There’s a hymn that says, “We have an anchor that keeps the soul steadfast and sure while the billows roll, fastened to the rock which cannot move, grounded firm and deep in the Savior’s love.” 

I’m a person who believes in Jesus as He presented Himself, and who turns a suspicious eye toward many of those offering to interpret Him for the rest of us. Perhaps I have two anchors: the eternal one I neither take for granted nor feel compelled to force on others; and the “take time to think” drag force of 38,000 books, just sitting there, reasonable and silent, in a world full of people screaming for attention. Pull one down at random, read a page at random. Just breathe. Drink tea. Relax. Read about–learn from–someone else’s experiences.

Dust, ideas, silence. Peace in a buffer zone. Our bookshop is a space whose walls are lined floor to ceiling by books. Inside them are ideas enough to start a hundred revolutions, yet oddly enough I feel like they shelter me. They remind me that this too shall pass, that there is very little new under the sun, that how I feel now has been felt by hundreds of real people and fictional characters in the past, and will be in the future. It’s okay to be rattled; I’m in good company in these high winds.

We have, here in our little bookstore, an anchor and an Anchor. And that’s enough.

* [Recorded data]
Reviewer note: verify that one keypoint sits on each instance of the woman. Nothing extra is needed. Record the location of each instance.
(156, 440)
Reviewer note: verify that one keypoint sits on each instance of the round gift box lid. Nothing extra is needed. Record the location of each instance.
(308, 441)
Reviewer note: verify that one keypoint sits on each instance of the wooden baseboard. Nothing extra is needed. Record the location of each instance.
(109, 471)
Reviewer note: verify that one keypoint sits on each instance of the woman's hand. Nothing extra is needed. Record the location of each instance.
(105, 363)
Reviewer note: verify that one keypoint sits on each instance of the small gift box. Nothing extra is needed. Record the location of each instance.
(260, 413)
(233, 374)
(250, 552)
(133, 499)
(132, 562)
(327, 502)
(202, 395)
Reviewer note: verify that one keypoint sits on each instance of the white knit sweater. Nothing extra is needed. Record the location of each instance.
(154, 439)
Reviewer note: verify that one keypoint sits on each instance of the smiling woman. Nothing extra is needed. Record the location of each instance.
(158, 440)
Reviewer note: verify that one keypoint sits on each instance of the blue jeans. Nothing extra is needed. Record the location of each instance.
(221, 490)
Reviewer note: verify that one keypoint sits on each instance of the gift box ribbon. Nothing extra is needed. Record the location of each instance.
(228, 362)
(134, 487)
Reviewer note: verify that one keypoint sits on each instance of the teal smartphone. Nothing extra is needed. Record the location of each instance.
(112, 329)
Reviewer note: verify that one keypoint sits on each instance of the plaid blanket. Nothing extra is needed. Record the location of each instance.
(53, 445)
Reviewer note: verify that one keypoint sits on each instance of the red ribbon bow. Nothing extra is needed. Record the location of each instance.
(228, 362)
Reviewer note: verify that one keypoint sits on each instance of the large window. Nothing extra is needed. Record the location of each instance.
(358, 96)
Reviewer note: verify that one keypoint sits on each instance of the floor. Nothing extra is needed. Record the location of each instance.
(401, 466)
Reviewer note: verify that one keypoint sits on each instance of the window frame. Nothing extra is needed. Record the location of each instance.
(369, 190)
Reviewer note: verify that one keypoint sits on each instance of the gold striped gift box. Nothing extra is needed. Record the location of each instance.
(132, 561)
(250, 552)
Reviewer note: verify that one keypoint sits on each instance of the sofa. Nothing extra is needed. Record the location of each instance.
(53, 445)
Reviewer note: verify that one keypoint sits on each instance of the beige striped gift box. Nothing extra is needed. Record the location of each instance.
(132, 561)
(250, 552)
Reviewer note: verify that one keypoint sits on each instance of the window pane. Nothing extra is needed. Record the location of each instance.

* [Set of tasks]
A. Rewrite everything in the bookshop essay from "Dust, ideas, silence." down to "And that’s enough.", renaming "high winds" as "strong gales".
B. Shift every coordinate in the entries up by 126, covering everything from the line containing "the window frame." down to the end of the entries. Give those lines again, with their requests.
The entries have nothing to do with the bookshop essay.

* [Outputs in order]
A.
Dust, ideas, silence. Peace in a buffer zone. Our bookshop is a space whose walls are lined floor to ceiling by books. Inside them are ideas enough to start a hundred revolutions, yet oddly enough I feel like they shelter me. They remind me that this too shall pass, that there is very little new under the sun, that how I feel now has been felt by hundreds of real people and fictional characters in the past, and will be in the future. It’s okay to be rattled; I’m in good company in these strong gales.

We have, here in our little bookstore, an anchor and an Anchor. And that’s enough.

B.
Reviewer note: verify that one keypoint sits on each instance of the window frame. Nothing extra is needed. Record the location of each instance.
(495, 316)
Reviewer note: verify that one keypoint sits on each instance of the gold striped gift box. Nothing extra is needed. Record the location of each instance.
(258, 687)
(376, 678)
Reviewer note: verify that one keypoint sits on each instance of the sofa. Nothing extra is needed. Record the location of each instance.
(179, 571)
Reviewer note: verify that one keypoint sits on each instance of the beige striped gift box. Nothing extra is needed. Record the location of each instance.
(258, 687)
(376, 678)
Reviewer note: verify that one keypoint sits on each instance of the window pane. Nothing extra is needed. Record the location of each instance.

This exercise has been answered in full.